Outline labeling items:
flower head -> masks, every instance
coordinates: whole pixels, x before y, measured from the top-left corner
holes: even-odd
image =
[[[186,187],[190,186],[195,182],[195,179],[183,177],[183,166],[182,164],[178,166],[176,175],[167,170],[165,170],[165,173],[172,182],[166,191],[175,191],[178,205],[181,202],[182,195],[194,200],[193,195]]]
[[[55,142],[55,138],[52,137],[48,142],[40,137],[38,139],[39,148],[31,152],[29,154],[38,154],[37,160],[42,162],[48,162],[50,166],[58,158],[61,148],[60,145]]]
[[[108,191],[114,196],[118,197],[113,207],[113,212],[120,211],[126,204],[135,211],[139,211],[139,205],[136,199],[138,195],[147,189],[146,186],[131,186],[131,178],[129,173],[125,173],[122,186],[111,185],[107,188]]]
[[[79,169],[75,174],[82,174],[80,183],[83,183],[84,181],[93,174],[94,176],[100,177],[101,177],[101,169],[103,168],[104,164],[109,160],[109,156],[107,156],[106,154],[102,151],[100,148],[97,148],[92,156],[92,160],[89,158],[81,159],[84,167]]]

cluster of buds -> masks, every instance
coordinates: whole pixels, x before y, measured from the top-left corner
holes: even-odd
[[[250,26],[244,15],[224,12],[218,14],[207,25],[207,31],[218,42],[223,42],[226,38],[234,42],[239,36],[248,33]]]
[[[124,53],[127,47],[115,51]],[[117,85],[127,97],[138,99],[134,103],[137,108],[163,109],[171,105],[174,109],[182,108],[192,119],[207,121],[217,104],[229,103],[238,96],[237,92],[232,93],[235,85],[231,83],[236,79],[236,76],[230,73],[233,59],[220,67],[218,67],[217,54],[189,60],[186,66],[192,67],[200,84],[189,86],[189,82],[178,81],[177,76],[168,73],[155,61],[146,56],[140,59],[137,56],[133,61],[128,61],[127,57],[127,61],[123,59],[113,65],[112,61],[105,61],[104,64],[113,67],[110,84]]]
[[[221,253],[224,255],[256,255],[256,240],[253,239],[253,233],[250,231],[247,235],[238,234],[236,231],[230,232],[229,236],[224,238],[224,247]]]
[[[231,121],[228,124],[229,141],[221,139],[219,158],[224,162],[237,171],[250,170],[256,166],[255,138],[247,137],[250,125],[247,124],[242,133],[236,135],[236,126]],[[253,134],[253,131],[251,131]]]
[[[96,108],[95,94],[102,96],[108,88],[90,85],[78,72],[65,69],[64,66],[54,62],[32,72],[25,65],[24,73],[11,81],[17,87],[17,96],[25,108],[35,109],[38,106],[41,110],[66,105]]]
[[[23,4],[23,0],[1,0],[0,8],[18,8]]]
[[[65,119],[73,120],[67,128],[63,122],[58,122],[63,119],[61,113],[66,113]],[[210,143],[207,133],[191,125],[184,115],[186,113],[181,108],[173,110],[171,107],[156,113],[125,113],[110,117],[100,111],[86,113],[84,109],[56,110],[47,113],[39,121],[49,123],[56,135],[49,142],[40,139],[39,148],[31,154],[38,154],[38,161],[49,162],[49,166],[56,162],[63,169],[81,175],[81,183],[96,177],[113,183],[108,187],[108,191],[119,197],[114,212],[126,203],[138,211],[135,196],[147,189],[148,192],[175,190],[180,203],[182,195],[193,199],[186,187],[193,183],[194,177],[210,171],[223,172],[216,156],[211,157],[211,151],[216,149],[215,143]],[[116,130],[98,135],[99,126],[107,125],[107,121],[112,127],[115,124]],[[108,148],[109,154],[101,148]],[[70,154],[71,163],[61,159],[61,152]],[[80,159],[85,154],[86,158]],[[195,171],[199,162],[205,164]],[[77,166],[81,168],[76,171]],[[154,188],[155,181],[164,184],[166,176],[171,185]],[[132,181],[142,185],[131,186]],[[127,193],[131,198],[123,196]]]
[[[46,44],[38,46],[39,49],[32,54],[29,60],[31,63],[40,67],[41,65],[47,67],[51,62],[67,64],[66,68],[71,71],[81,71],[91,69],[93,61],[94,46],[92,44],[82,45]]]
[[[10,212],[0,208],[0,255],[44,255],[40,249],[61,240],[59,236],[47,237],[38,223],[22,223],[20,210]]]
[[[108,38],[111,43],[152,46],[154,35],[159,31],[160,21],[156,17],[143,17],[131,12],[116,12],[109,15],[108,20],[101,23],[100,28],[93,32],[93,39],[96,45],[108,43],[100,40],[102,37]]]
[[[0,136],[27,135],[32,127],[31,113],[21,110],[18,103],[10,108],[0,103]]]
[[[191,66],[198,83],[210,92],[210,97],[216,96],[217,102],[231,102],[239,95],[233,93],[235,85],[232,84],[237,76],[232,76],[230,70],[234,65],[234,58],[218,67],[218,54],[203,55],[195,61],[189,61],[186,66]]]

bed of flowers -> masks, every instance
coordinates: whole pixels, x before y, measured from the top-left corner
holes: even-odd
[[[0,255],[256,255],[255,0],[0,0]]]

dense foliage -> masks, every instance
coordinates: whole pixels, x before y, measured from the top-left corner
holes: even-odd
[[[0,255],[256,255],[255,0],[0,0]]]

> Given task
Reproduce verbatim the lines beginning with the one containing "dense foliage -> masks, every instance" and continuing through the last line of the items.

> Finished exercise
dense foliage -> masks, every instance
coordinates: whole pixels, x before y, measured from the top-left corner
holes: even-odd
[[[0,255],[256,255],[255,0],[0,0]]]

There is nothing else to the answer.